------ Extrait fourni
Disons-le d’emblée, il s’agit d’un de ces spectacles parfaits dans leur réalisation, dans leur minutage, dans leur efficacité technique : c’est une production qui fonctionne à merveille, avec des artistes spécialistes du genre qui donnent un rythme et une dynamique incroyables, une de ces troupes à laquelle il ne manque ni un bouton de guêtre, ni la dose de dynamisme, ni les compétences multiples exigibles dans tout musical qui se respecte. C’est vraiment un musical à l’américaine, avec une sonorisation assez discrète au total et plutôt bien faite (de Gerd Drücker) sans même les surtitres, avec les saluts musicaux à la mode de Broadway, dans son halètement, dans son naturel, dans sa perfection des gestes, des mouvements des ensembles, sa profusion de couleurs et de costumes (de Ann Hould-Ward).
Le dispositif scénique imaginé par George Tsypin embrasse l’immense plateau (40m) de la Felsenreitschule, à laquelle il se surajoute. Le lieu lui-même est tellement fort, tellement prégnant et assez peu en phase avec l’œuvre qu’il disparaît ici sauf à de rares moments (pour abriter le remarquable Salzburger Bachchor, installé sous les arcades aux voix bien présentes), et la pierre du Manège est cachée sous le métal et le verre (le plexiglas) du dispositif immense dont on devine que tel quel il peut être utilisé dans n’importe quel Zenith ou Arena. Car c’est bien l’impression dominante, au-delà de la qualité du spectacle, que ce travail ne peut avoir été réalisé pour le seul Festival de Salzbourg. Un dispositif de trois niveaux délimitant des espaces de jeu différents, et s’écartant selon les scènes au milieu pour laisser l’espace libre pour les ballets.
À Cour, les Sharks et l’espace « portoricain », aux costumes plus colorés et vifs, et à Jardin, l’espace « américain » des Jets, moins coloré (dominante bleu et gris), plus « anglo saxon ». Bien plus, la mise en scène elle-même de Philip Wm McKinley conçue pour être adaptable à d’autres lieux, l’est aussi à Bartoli, tout en étant aussi adaptable aussi à d’autres situations, sans Bartoli.
------------
- Consigne: Prolongez, à la suite de sa dernière phrase, le compte rendu ci-dessus sur le musical monté à la Felsenreitschule.
------ Données fournies
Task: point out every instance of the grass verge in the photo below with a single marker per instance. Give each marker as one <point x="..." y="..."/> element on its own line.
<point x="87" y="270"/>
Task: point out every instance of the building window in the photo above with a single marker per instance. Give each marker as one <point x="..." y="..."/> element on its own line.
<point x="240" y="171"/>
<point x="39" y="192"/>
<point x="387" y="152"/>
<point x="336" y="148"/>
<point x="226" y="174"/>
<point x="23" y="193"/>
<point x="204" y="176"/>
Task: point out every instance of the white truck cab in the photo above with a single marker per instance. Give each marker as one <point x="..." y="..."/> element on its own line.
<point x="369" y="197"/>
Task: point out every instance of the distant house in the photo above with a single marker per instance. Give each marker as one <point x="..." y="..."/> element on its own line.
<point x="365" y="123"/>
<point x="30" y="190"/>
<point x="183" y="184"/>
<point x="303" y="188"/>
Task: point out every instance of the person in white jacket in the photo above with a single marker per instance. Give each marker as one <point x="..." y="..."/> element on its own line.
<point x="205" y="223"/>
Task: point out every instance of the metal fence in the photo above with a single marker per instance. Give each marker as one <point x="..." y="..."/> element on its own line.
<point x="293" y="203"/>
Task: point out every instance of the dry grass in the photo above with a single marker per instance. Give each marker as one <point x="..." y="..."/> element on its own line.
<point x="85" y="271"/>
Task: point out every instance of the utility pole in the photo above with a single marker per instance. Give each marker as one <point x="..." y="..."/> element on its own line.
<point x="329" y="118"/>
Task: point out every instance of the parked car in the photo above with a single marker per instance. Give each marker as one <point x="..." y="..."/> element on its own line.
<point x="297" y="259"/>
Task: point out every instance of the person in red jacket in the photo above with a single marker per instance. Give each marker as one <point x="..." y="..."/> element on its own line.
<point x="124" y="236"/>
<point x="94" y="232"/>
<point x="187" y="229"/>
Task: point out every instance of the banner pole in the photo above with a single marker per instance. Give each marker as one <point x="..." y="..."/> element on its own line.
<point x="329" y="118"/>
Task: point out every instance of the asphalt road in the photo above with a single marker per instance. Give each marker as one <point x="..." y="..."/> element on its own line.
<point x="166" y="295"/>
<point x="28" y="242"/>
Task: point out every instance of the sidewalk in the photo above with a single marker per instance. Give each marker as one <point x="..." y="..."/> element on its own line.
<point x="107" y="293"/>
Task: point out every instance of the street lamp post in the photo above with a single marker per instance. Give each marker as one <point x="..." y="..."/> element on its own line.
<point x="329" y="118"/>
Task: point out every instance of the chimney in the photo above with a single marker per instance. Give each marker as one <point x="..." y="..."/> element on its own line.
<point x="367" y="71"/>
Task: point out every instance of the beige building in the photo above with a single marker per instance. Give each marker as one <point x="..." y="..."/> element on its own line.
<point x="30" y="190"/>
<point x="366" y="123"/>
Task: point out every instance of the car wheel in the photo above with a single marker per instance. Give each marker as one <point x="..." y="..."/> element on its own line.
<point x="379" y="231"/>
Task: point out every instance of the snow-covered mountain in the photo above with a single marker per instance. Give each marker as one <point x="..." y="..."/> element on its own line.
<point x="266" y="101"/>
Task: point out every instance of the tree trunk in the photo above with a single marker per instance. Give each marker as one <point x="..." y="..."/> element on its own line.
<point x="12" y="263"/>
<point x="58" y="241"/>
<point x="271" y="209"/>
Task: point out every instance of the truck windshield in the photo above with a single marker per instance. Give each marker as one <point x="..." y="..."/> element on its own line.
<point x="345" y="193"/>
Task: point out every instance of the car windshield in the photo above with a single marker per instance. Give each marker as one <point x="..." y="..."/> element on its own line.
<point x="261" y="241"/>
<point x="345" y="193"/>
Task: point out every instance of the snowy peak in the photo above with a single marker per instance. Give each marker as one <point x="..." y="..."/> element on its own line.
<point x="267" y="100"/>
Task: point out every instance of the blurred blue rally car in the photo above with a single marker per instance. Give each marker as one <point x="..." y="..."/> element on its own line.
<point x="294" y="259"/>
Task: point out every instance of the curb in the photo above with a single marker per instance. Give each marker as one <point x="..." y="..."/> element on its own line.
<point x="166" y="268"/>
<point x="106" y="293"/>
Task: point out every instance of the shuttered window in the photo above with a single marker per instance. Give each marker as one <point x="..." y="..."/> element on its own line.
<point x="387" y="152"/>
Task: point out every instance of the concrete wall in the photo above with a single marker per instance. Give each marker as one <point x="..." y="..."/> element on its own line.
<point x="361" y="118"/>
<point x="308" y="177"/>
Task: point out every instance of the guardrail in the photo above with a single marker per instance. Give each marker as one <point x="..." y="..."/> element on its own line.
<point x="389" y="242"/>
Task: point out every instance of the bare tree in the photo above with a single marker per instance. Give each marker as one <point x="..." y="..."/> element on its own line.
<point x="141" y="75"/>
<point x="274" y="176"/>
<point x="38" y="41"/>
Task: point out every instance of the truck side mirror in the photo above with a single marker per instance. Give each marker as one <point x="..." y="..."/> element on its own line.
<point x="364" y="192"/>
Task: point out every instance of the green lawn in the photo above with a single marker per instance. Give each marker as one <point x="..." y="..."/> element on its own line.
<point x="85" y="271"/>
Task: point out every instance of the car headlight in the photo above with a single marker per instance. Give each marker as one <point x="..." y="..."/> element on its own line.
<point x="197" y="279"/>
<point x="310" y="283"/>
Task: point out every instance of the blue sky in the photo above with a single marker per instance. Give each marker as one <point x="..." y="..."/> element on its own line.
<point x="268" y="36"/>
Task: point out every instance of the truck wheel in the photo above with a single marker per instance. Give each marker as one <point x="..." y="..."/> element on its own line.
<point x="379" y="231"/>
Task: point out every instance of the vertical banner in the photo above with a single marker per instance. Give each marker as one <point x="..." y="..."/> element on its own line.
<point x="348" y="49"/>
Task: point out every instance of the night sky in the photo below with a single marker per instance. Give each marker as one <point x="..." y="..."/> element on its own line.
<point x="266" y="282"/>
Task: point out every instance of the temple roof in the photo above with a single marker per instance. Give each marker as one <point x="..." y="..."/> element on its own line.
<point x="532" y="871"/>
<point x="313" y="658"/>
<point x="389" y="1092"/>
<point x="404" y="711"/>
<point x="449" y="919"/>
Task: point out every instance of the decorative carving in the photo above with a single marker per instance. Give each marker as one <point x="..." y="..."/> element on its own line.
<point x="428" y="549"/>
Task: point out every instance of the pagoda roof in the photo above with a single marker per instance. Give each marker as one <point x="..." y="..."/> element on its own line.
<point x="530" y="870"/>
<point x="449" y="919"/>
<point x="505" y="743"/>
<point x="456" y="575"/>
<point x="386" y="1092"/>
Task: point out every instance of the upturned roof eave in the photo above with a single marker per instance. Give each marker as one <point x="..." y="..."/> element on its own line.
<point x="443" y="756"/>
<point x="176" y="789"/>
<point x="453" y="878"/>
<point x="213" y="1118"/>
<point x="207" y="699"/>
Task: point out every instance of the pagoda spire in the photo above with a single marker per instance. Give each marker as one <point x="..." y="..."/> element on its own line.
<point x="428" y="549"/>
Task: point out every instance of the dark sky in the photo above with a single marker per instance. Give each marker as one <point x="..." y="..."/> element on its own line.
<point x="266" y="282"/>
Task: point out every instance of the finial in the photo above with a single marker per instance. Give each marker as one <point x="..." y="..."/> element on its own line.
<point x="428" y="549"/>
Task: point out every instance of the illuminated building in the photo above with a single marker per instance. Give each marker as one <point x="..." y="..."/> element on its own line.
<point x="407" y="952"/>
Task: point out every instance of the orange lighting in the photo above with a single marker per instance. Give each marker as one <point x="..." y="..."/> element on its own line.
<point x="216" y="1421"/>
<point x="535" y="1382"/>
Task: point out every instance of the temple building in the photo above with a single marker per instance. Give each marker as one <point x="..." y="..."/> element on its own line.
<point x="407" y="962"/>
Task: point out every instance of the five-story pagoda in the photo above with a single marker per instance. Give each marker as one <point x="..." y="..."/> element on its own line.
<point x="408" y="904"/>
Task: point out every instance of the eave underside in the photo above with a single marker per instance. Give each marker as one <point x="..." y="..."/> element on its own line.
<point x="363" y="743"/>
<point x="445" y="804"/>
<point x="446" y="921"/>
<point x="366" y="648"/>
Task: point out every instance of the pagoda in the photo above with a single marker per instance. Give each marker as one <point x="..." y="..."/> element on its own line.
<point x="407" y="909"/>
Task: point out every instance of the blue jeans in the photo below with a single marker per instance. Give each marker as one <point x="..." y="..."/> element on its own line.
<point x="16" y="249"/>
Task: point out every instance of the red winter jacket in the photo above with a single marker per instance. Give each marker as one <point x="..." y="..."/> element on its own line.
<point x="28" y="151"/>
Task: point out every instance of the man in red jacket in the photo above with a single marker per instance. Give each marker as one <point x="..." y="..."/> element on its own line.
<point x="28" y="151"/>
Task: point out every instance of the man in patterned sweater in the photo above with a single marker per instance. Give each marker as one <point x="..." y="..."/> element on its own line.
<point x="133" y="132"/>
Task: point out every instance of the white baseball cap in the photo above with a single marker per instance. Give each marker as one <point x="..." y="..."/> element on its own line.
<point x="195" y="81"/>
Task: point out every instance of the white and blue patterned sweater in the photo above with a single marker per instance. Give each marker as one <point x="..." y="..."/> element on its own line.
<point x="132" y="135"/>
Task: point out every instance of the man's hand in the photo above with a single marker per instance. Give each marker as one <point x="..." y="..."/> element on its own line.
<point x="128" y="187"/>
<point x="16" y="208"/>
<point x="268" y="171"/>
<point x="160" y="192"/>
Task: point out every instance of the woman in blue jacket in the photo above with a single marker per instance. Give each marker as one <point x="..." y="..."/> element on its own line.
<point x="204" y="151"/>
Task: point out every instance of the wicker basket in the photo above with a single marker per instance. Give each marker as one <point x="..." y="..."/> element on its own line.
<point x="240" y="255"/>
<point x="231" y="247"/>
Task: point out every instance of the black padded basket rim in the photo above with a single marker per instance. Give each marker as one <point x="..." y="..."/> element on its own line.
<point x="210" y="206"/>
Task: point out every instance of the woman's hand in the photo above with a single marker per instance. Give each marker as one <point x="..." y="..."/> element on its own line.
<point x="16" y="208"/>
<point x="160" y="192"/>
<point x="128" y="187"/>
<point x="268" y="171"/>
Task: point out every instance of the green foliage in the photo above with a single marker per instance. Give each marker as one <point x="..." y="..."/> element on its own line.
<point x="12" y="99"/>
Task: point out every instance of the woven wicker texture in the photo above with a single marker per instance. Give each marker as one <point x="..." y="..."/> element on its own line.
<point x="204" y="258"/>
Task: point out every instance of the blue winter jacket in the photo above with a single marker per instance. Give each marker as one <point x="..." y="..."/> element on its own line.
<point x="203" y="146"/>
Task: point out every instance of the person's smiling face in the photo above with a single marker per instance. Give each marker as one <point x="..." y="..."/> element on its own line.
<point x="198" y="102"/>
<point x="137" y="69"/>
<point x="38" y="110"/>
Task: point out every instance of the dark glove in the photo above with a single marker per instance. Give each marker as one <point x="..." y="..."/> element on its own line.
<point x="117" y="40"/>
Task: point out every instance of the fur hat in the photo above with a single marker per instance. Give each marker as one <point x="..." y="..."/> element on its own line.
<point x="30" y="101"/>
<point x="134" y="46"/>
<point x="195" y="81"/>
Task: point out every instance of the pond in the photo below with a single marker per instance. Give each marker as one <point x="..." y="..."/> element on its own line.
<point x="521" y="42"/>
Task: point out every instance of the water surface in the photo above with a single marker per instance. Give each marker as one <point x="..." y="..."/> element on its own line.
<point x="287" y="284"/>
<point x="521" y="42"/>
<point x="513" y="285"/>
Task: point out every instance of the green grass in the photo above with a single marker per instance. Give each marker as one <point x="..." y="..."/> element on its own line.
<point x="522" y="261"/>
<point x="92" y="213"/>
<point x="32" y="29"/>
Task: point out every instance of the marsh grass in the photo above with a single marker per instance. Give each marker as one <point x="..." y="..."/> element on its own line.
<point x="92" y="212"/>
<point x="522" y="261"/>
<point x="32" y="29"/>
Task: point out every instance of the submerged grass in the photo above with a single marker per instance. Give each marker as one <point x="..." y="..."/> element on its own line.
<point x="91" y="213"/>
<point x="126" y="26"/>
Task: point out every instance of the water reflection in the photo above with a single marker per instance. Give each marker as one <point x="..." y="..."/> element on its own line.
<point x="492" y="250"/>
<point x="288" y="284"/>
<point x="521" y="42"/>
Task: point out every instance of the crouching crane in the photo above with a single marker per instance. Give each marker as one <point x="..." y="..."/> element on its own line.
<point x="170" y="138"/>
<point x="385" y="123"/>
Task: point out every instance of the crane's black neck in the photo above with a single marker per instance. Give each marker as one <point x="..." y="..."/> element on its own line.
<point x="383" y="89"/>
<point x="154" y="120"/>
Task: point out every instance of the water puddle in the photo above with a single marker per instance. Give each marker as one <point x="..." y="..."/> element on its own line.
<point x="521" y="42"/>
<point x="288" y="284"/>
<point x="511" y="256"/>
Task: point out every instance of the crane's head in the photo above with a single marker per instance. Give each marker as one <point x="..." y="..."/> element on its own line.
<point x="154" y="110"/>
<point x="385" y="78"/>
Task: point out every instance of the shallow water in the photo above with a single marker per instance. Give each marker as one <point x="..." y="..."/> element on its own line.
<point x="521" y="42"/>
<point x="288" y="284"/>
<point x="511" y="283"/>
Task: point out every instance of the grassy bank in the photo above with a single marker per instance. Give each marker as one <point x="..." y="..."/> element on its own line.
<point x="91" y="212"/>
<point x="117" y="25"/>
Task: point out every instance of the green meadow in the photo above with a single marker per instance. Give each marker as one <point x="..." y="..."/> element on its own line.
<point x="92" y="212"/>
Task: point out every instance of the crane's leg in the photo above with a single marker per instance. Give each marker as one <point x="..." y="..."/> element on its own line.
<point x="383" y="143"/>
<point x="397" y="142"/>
------------
- Réponse attendue:
Car la question est bien celle de l’héroïne : Cecilia Bartoli n’a plus ni l’âge, ni le physique de Maria, elle ne peut non plus sauf à de courts moments danser ; il faut donc lui construire un statut qui soit suffisamment crédible pour justifier sa présence et justifier son chant. Car si Bartoli chante magnifiquement, elle ne chante évidemment pas du tout comme les autres participants, et cette différence même dans l’approche et la technique du chant, dans l’option de mise en scène, doit être cohérente et se justifier.
S’appuyant sur le livret d’Arthur Laurents, dans lequel Maria ne meurt pas, le metteur en scène pose la question, particulièrement mise en valeur dans le programme de salle, de l’avenir de Maria. Il propose donc une Maria (Cecilia Bartoli), en deuil, toute de noir vêtue, qui un soir à la sortie du travail croise ses souvenirs – des souvenirs que peut-être elle ne cesse de remâcher. Et elle se revoit jeune, amoureuse, et elle revoit les luttes des Jets et des Sharks, et elle double la Maria jeune , l’excellente actrice Michelle Veintimilla, la mime, s’interpose, et évidemment chante à chaque fois qu’il le faut.
Comme le dispositif construit par Georges Tsypin se rajoute à la Felsenreitschule, la présence de Cecilia Bartoli se « rajoute » à la mise en scène sans la déranger : le jour où elle ne participe plus à la représentation, ce West Side Story devient pratiquement un West Side Story ordinaire, et la Maria doublée par Bartoli peut redevenir une Maria « en direct » et chanter, jouer et danser. Même le suicide final (sous le métro, dans une image très frappante) peut s’appliquer à cette Maria-là.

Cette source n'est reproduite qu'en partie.